### [Trecho para leitura]
--------------------------------

Ficção Científica, Ser Humano e Psicodrama

 A Ficção Científica sempre foi um dos interesses centrais da minha vida. Robert Heinlein, Ray Bradbury, Arthur Clarke, Isaac Asimov, Phillip Dick e tantos outros. Todos, sem exceção, são científicos porque usam conceitos científicos, mas nunca foram ficção. Sempre foram um exercício imaginativo de como as coisas poderão ou poderiam ser no campo científico. São um exercício da imaginação para explorar o ser humano e as consequências do que escolhe fazer ou escolhe permitir fazer. Por isso, em geral, os finais dos textos de Sci-Fi são melancólicos, quando não aterrorizantes. O acaso, as mutações, nos trouxeram a diversidade. E a seleção natural fez seu trabalho. Acaso e Diversidade geraram o ser humano. E com ele apareceu a possibilidade de imaginar o futuro, antecipá-lo. Talvez, esse fato, mais o polegar opositor, tenham sido, mental e fisicamente, que nos permitiram sair de um animal fraco, de desenvolvimento lento, poucas ferramentas naturais de defesa,, à condição nossa. Mas, há um preço para todo avanço (e a Sci-Fi sempre lembra). Apareceu a ansiedade. Imaginar, antecipar não só para otimizar a caça, a sobrevivência, mas, também, para imaginar a fome, a morte, a dor, a separação. Fiat Lux. nasceu o par indissolúvel: Imaginação - Ansiedade. No psicodrama (em toda ação socionômica) o tempo é sempre o presente.  Aqui e Agora. Hic et Nunc. Pelo aquecimento cuidadoso e profundo é possível tornar o passado em um Como Se real no presente. Mas, também é possível trazer o futuro imaginado e sua parceira a angústia, para o Como Se no presente. Porque é no presente que agimos. É nessa fração inconcebível de tempo, o Presente, que tudo acontece. Toda mudança se faz no presente da ação. O palco psicodramático torna-se o contrário da Viagem no tempo de H.G. Wells. Nós não nos deslocamos para trás ou para frente. O psicodrama faz com que a vivência da memória e a vivência da imaginação sejam realmente vividas Como Se presentes fossem, no aqui e agora.

--------------------------------

### [Registros extraídos]
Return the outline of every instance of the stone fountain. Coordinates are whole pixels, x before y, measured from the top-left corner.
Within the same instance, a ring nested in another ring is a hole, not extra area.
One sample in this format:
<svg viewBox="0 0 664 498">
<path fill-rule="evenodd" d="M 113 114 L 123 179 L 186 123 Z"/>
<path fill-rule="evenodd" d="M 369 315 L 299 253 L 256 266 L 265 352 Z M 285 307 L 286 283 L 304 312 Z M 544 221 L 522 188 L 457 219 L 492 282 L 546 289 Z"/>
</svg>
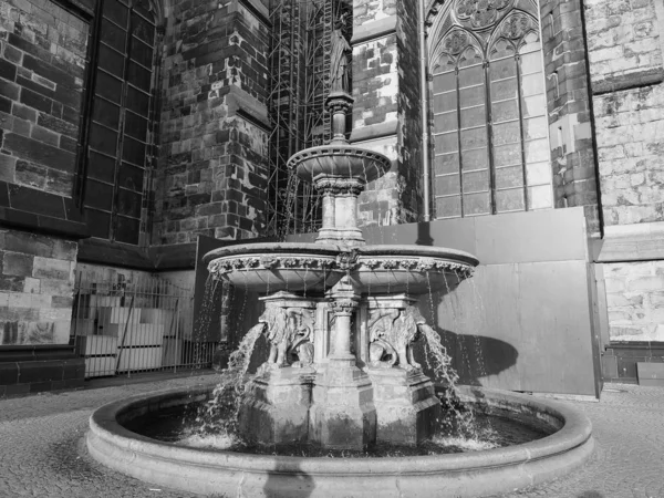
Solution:
<svg viewBox="0 0 664 498">
<path fill-rule="evenodd" d="M 417 299 L 454 290 L 478 261 L 444 248 L 365 243 L 357 196 L 391 162 L 346 142 L 352 97 L 343 85 L 333 90 L 326 103 L 333 141 L 289 162 L 323 194 L 315 243 L 250 243 L 205 256 L 215 279 L 263 294 L 264 312 L 248 336 L 264 334 L 270 351 L 243 390 L 238 427 L 245 439 L 273 447 L 416 446 L 432 437 L 442 411 L 413 356 L 419 336 L 435 334 Z M 590 422 L 566 405 L 479 387 L 461 387 L 458 395 L 491 416 L 544 424 L 550 435 L 464 454 L 322 458 L 196 448 L 135 429 L 137 422 L 164 418 L 164 411 L 211 400 L 211 386 L 201 386 L 101 407 L 90 421 L 87 448 L 104 465 L 160 486 L 289 498 L 494 495 L 560 477 L 592 453 Z"/>
<path fill-rule="evenodd" d="M 417 295 L 454 289 L 478 261 L 443 248 L 366 246 L 357 197 L 391 162 L 345 139 L 352 102 L 332 93 L 332 142 L 288 164 L 322 193 L 315 243 L 234 246 L 204 259 L 215 278 L 267 293 L 259 322 L 270 353 L 239 416 L 245 438 L 260 444 L 416 445 L 440 416 L 434 385 L 413 357 L 427 326 Z"/>
</svg>

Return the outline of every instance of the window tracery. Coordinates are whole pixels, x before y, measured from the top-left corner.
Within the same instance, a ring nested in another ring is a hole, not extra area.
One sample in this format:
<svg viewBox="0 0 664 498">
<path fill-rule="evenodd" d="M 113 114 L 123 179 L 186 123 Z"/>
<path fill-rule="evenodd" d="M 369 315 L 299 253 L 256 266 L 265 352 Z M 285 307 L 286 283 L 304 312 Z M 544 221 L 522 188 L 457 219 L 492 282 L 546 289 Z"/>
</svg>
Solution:
<svg viewBox="0 0 664 498">
<path fill-rule="evenodd" d="M 537 4 L 455 0 L 436 9 L 429 30 L 436 217 L 551 207 Z"/>
</svg>

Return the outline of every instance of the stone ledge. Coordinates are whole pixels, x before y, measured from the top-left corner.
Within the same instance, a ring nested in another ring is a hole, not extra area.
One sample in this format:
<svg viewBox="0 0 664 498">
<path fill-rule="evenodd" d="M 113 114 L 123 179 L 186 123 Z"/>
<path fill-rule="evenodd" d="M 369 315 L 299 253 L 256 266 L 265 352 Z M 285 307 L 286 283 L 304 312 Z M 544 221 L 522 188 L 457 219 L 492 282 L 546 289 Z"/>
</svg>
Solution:
<svg viewBox="0 0 664 498">
<path fill-rule="evenodd" d="M 79 245 L 79 261 L 145 271 L 190 270 L 196 264 L 196 243 L 173 243 L 145 249 L 91 238 Z"/>
<path fill-rule="evenodd" d="M 376 138 L 384 138 L 386 136 L 396 136 L 398 129 L 398 121 L 388 121 L 386 123 L 378 123 L 375 125 L 363 126 L 355 128 L 351 133 L 351 143 L 373 141 Z"/>
<path fill-rule="evenodd" d="M 603 80 L 592 81 L 592 94 L 603 95 L 605 93 L 620 92 L 622 90 L 651 86 L 664 81 L 664 69 L 652 68 L 629 74 L 608 76 Z"/>
<path fill-rule="evenodd" d="M 596 262 L 664 259 L 664 221 L 608 226 Z"/>
<path fill-rule="evenodd" d="M 370 40 L 375 40 L 376 38 L 384 38 L 396 33 L 397 20 L 398 18 L 396 15 L 391 15 L 388 18 L 371 21 L 366 24 L 354 28 L 351 45 L 364 43 Z"/>
<path fill-rule="evenodd" d="M 0 226 L 23 230 L 28 229 L 32 232 L 56 235 L 73 239 L 90 237 L 90 231 L 85 224 L 53 218 L 51 216 L 35 215 L 12 208 L 0 208 Z"/>
</svg>

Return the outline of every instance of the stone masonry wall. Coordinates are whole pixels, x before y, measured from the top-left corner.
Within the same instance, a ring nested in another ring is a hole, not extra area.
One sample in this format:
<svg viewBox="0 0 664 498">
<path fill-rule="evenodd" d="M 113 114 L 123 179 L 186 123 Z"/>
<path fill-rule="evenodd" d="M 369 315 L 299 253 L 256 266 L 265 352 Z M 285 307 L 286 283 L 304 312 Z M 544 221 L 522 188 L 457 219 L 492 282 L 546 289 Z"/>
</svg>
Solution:
<svg viewBox="0 0 664 498">
<path fill-rule="evenodd" d="M 664 261 L 604 264 L 612 341 L 664 341 Z"/>
<path fill-rule="evenodd" d="M 422 117 L 417 3 L 356 0 L 354 29 L 395 18 L 396 29 L 353 48 L 353 137 L 393 159 L 392 170 L 360 197 L 363 225 L 418 219 L 422 177 Z M 371 29 L 371 28 L 369 28 Z M 367 133 L 365 133 L 367 132 Z"/>
<path fill-rule="evenodd" d="M 0 180 L 72 196 L 87 28 L 50 0 L 0 3 Z"/>
<path fill-rule="evenodd" d="M 264 228 L 268 27 L 247 3 L 264 9 L 185 0 L 167 13 L 153 243 Z"/>
<path fill-rule="evenodd" d="M 0 228 L 0 346 L 66 344 L 77 245 Z"/>
<path fill-rule="evenodd" d="M 604 222 L 663 221 L 661 10 L 654 0 L 588 6 Z"/>
<path fill-rule="evenodd" d="M 581 9 L 579 0 L 540 1 L 551 168 L 556 207 L 584 206 L 589 231 L 599 234 L 592 96 Z"/>
</svg>

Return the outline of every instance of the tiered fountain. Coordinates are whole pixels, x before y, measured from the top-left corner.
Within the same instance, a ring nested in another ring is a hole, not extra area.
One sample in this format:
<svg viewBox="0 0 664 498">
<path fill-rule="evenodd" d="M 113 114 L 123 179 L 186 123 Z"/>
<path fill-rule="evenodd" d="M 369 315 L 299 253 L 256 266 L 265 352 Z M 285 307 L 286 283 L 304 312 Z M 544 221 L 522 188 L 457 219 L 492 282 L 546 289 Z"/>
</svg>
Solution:
<svg viewBox="0 0 664 498">
<path fill-rule="evenodd" d="M 346 142 L 351 103 L 345 92 L 332 93 L 333 141 L 289 162 L 322 190 L 317 242 L 231 246 L 205 257 L 214 278 L 264 294 L 253 330 L 264 333 L 270 352 L 243 391 L 238 417 L 243 438 L 257 445 L 416 446 L 434 435 L 442 415 L 434 384 L 413 357 L 422 333 L 435 333 L 416 300 L 453 290 L 478 261 L 450 249 L 365 245 L 357 196 L 391 162 Z M 459 393 L 485 412 L 518 414 L 526 425 L 537 419 L 553 434 L 485 452 L 346 459 L 183 447 L 126 428 L 146 414 L 209 398 L 205 387 L 106 405 L 91 418 L 87 446 L 105 465 L 149 483 L 242 497 L 481 496 L 560 476 L 592 450 L 588 419 L 566 406 L 490 390 Z"/>
<path fill-rule="evenodd" d="M 303 442 L 365 448 L 416 445 L 440 415 L 434 385 L 413 359 L 426 323 L 416 297 L 454 289 L 477 259 L 443 248 L 366 246 L 357 196 L 391 166 L 344 136 L 352 98 L 328 98 L 334 137 L 295 154 L 289 167 L 322 191 L 315 243 L 245 245 L 205 256 L 218 279 L 268 293 L 260 318 L 271 351 L 240 411 L 260 444 Z"/>
</svg>

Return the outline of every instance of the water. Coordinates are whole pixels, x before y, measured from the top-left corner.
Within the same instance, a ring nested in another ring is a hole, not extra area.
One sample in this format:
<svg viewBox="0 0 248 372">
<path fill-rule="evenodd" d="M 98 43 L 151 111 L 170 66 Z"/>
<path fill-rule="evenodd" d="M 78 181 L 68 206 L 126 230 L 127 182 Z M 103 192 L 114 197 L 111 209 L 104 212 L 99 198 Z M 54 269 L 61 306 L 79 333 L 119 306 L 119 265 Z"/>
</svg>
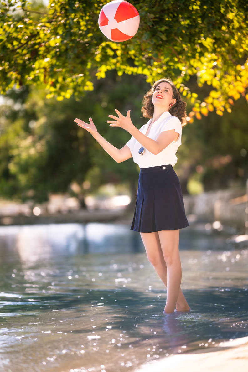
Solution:
<svg viewBox="0 0 248 372">
<path fill-rule="evenodd" d="M 129 226 L 0 227 L 0 371 L 133 371 L 248 336 L 247 247 L 199 227 L 181 232 L 192 310 L 172 315 Z"/>
</svg>

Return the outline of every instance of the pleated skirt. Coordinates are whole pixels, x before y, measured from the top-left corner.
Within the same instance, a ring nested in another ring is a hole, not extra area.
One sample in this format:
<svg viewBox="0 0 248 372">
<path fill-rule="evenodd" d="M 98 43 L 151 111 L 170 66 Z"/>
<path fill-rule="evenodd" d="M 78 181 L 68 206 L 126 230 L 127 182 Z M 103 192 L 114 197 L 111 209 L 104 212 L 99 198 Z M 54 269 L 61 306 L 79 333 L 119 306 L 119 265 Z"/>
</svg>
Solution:
<svg viewBox="0 0 248 372">
<path fill-rule="evenodd" d="M 172 166 L 141 168 L 131 230 L 152 232 L 189 225 L 180 182 Z"/>
</svg>

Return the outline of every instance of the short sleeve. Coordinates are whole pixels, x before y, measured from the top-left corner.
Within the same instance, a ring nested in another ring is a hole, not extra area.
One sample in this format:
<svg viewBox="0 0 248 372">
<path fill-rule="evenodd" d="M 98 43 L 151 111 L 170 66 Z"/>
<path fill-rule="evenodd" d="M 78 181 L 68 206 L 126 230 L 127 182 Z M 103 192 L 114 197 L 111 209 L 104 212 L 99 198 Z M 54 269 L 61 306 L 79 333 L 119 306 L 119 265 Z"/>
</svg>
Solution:
<svg viewBox="0 0 248 372">
<path fill-rule="evenodd" d="M 132 137 L 131 137 L 130 139 L 128 141 L 128 142 L 127 142 L 127 143 L 126 144 L 126 146 L 127 146 L 129 148 L 131 146 L 131 140 L 132 140 L 132 138 L 133 138 Z"/>
<path fill-rule="evenodd" d="M 174 141 L 171 142 L 172 145 L 176 145 L 180 146 L 181 145 L 181 138 L 182 136 L 182 125 L 178 118 L 176 116 L 171 116 L 169 120 L 164 124 L 160 131 L 160 133 L 165 132 L 166 131 L 170 131 L 172 129 L 175 130 L 175 131 L 179 134 L 179 137 L 176 141 Z"/>
</svg>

--------------------------------

### [O que fazer]
1: De acordo com o trecho, em que tempo se passa sempre o psicodrama?
2: Liste os autores enumerados no trecho logo após a frase "A Ficção Científica sempre foi um dos interesses centrais da minha vida".
Use somente o trecho para responder.

### [Soluções das tarefas]
1: No presente, o aqui e agora.

2: Robert Heinlein, Ray Bradbury, Arthur Clarke, Isaac Asimov, Phillip Dick